• _REQUIRED ACTIONS_:
**a.** Using the bouncing-ball activity, decide whether each statement below agrees with it. Answer yes or no for each, and quote the words from the activity that settle it.
(i) When each is dropped by itself, the racquetball bounces higher than the Ping-Pong ball.
(ii) Work and energy are measured in different units.
(iii) A dropped ball can bounce back to the height it started from.
**b.** Write a continuation of the bouncing-ball activity, starting after its final sentence.

··· SELECTED EXTRACT

University of Virginia
Physics Department

The Energy of a Bouncing Ball

A Physical Science Activity

2003 Virginia SOLs



Students will


Motivation for Learning

Discrepant Event



  1. Drop a racquetball on the floor and then a Ping-Pong ball on the floor. Ask the students to decide which one bounces the best. It should be clear that the racquetball bounces higher than the Ping-Pong ball.
  2. Now, ask them what would happen if you placed the Ping-Pong ball on top of the racquetball and drop them both at the same time. When you drop the balls in this manner, some of the kinetic energy of the racquetball, released on impact, will be transferred to the Ping-Pong ball and it will bounce quite high.  
(Placing a racquetball on top of a basketball also works well. It can be difficult to keep the racquetball on top of the basketball; gluing a small (~0.7" diameter) rubber O-ring on top of the basketball that the raquetball can be placed in will help.)

As a second demonstration of energy transfer, you can line up four tennis balls on the table and ask students, "what will happen to the row of tennis balls if a fifth tennis ball is made to collide into the first one?" Again the energy on impact will be transferred through the ball to the last one and it will move. (This experiment is difficult to do, because it is difficult to hit the balls straight on.)



Background Information

It doesn't take much effort to lift a ball off the ground. However, work is being done to the ball as it is being lifted, giving it energy. We call this energy potential energy. When the ball is dropped, the ball begins to move. The potential energy begins to be converted into kinetic energy - the energy of motion. There is obviously a very close association between work and energy. Energy is defined as the ability to do work and both work and energy are measured in Joules. To help understand this concept, scientists have classified energy into two types or states. Potential energy is the energy acquired as work is being done to an object and kinetic energy is the energy released by the object as it is doing work. The amount of work put into an object, its potential energy, must always be equal to the amount of work the object can do, its kinetic energy. For example; the higher the ball is lifted off the ground, the higher it will bounce after hitting the ground. Experience tells us that the ball can never bounce back to its original height. The falling ball looses some of its energy to air friction, to internal forces within the ball, and to friction between the ball and the ground on impact. After impact, the ball and the spot directly under the ball are slightly warmer, as some of the energy is lost as heat.

······
··· LISTED RECORDS

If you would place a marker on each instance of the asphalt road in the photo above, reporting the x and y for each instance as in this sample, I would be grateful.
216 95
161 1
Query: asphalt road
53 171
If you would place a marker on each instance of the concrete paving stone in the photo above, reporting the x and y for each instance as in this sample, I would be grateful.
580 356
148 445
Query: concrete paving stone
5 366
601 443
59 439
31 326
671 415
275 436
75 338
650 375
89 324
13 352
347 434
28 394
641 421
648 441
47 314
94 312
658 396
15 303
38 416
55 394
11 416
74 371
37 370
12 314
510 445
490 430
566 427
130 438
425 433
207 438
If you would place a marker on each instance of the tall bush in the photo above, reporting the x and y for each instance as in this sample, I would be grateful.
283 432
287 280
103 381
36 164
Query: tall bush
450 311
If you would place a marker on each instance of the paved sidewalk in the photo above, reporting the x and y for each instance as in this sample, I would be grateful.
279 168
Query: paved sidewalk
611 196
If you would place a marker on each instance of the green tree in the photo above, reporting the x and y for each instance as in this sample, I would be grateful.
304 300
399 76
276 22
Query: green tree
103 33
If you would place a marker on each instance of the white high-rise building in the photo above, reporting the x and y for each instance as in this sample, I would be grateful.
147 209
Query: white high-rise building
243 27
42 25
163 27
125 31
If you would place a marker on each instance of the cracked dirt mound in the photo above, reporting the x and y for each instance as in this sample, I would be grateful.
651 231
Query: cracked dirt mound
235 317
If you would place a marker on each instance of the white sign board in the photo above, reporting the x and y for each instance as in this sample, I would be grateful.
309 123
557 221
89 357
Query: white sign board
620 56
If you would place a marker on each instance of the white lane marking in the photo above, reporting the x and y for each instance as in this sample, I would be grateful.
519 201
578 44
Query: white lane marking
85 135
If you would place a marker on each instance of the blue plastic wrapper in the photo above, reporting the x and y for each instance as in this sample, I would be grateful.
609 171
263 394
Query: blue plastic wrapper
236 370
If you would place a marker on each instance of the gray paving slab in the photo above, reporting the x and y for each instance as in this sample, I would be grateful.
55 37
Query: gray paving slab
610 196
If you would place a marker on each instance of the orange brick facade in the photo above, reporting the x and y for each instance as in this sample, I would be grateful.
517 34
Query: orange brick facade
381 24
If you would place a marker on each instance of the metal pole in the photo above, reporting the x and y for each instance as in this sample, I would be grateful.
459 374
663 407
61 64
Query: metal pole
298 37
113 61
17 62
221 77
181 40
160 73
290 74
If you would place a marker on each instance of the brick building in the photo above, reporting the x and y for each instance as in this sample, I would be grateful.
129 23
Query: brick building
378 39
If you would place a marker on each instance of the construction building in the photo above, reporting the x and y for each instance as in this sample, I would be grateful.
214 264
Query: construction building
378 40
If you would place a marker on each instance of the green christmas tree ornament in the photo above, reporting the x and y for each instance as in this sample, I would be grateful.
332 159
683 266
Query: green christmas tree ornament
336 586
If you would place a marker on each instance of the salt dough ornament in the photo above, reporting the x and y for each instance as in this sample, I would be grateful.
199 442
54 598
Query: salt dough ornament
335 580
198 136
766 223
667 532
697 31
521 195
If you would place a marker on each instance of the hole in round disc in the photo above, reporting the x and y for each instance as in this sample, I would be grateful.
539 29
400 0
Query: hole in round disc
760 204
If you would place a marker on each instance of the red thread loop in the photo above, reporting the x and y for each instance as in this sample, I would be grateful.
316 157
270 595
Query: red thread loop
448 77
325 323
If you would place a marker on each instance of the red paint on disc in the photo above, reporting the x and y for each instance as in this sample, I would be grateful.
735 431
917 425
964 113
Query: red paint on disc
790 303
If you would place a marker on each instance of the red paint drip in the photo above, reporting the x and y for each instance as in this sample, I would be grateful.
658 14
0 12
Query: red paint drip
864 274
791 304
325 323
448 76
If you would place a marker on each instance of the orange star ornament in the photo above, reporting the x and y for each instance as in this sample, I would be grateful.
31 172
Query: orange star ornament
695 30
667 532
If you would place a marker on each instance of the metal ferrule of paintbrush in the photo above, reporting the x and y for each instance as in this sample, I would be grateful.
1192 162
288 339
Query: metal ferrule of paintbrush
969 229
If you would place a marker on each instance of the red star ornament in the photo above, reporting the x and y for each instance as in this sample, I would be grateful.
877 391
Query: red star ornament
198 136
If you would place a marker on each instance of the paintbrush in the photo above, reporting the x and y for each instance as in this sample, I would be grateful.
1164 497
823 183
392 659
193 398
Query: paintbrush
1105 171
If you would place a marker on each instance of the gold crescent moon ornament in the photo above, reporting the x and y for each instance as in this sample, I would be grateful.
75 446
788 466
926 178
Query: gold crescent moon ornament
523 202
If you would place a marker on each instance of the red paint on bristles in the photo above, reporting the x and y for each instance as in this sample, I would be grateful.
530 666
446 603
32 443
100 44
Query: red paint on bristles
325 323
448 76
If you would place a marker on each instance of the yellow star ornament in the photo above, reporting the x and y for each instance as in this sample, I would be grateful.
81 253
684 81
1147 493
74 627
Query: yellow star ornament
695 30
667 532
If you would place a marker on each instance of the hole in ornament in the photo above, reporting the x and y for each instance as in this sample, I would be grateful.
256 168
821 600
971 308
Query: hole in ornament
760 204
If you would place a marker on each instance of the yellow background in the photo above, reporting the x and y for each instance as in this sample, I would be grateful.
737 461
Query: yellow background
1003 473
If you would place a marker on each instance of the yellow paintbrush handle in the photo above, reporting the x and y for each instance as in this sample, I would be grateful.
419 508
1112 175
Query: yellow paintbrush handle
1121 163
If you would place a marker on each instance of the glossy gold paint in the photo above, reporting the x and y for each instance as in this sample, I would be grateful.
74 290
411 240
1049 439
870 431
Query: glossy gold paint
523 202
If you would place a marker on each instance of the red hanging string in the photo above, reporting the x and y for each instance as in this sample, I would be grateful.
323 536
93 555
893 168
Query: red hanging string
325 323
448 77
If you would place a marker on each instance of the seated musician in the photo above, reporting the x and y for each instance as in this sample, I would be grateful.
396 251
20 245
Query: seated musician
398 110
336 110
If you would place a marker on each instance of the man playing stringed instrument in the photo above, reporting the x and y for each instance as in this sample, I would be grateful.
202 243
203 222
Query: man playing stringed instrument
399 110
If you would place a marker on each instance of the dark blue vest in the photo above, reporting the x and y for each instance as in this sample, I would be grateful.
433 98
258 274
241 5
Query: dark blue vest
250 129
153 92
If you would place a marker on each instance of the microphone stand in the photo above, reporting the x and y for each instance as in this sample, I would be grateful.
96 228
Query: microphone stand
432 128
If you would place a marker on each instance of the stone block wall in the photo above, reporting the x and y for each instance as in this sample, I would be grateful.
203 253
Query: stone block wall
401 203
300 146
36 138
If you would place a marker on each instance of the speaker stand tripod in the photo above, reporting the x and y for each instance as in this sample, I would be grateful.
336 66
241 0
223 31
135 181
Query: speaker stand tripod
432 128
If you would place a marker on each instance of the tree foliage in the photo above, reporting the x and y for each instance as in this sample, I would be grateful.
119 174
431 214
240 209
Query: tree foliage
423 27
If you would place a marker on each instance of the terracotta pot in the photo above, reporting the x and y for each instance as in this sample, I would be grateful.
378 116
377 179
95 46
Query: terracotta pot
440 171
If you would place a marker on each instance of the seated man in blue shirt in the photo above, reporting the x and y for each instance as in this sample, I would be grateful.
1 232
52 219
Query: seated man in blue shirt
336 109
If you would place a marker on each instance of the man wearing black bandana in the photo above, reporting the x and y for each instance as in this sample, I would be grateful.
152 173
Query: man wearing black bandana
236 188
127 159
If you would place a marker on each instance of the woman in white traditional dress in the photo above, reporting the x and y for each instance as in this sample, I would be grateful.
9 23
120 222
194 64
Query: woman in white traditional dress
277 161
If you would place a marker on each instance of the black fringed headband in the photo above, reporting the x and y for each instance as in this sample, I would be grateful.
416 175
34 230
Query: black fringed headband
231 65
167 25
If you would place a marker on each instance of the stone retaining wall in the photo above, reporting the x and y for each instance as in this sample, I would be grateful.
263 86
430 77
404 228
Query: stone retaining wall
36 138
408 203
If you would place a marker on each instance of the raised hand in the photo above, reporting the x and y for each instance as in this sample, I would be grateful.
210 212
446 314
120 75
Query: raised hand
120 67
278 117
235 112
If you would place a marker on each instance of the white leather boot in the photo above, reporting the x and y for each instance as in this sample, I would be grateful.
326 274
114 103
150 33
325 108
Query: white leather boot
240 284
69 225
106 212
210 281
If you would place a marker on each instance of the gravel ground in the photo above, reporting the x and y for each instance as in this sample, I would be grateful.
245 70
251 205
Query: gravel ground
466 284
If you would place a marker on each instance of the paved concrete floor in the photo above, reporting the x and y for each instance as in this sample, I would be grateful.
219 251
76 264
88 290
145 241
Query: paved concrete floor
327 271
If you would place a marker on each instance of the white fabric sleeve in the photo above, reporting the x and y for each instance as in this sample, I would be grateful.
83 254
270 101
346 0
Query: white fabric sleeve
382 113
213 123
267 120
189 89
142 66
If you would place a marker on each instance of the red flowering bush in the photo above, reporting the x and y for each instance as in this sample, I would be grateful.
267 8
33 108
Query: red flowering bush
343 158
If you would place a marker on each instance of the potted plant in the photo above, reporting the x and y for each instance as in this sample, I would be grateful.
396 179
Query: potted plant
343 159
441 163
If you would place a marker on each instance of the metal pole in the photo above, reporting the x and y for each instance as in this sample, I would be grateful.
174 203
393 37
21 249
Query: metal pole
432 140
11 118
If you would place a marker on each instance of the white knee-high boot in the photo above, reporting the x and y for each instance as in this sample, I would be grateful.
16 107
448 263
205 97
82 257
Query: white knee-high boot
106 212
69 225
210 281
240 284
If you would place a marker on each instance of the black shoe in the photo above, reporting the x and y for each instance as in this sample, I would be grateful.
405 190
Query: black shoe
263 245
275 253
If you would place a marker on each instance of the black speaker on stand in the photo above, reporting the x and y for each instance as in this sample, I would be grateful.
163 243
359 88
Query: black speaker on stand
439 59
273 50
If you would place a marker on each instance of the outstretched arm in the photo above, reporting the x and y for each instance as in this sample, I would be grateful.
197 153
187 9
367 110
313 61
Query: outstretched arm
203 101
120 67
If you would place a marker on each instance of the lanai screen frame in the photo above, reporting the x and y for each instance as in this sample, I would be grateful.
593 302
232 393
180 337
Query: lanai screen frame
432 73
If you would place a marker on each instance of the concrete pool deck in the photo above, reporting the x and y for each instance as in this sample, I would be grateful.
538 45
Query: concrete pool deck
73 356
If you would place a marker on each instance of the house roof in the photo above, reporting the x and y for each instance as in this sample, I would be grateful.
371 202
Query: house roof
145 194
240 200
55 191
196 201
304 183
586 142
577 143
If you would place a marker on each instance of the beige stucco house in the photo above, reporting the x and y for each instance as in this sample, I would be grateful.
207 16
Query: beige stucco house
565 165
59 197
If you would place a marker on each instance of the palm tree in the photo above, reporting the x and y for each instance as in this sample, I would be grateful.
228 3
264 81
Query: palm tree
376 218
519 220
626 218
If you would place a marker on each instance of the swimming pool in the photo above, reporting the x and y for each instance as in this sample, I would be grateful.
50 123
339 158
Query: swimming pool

······

• _ANSWERS BY TASK_:
**a.**
(i) Yes: "It should be clear that the racquetball bounces higher than the Ping-Pong ball."
(ii) No: "both work and energy are measured in Joules."
(iii) No: "Experience tells us that the ball can never bounce back to its original height."

**b.**
The gravitational potential energy of an object, like a rubber ball, is related to its mass and the height to which the ball is lifted and can be expressed by the formula:

G.P.E.= Weight X Height = mgh

You can see from the formula that the greater the weight and the higher the position of the ball, the greater the potential energy. The kinetic energy of the falling ball is related to the mass of ball (m) and its velocity (v). This mathematical relationship is expressed as:

K.E. = 1/2 mv2

According to the equation, the heavier the ball and the faster it is moving, the greater the impact on the ground. Neglecting friction for the ball we're using, the potential energy before you drop the ball will be equal to the kinetic energy just before it hits the ground.


Student Activity

To print out the Student Copy only, click here.




  1. Make a three-column data table on a separate piece of paper. Label the first column "drop height," the second column "bounce height" and the third column "bounce/drop ratio".
  2. Release one of the two balls from a height of two meters. Another member of the group should measure the bounce height and a third can record both heights in the table and divide the drop height by the bounce height to get the bounce/drop ratio. Record all data.
  3. Repeat the procedure by decreasing the drop height by 25 cm each time.
  4. Graph your results by placing the drop height on the horizontal axis and the bounce height on the vertical axis.
  5. Repeat the entire procedure for the other ball.
Drop Height (cm) Bounce Height (cm) Bounce/Drop ratio



Conduct and experiment with two balls of similar material, each suspended from a piece of string. Pull the balls apart at equal angles and let them collide with each other. How many bounces do they undergo before stopping? Repeat the experiment with two balls of different material, let them collide and record the bounces for each one.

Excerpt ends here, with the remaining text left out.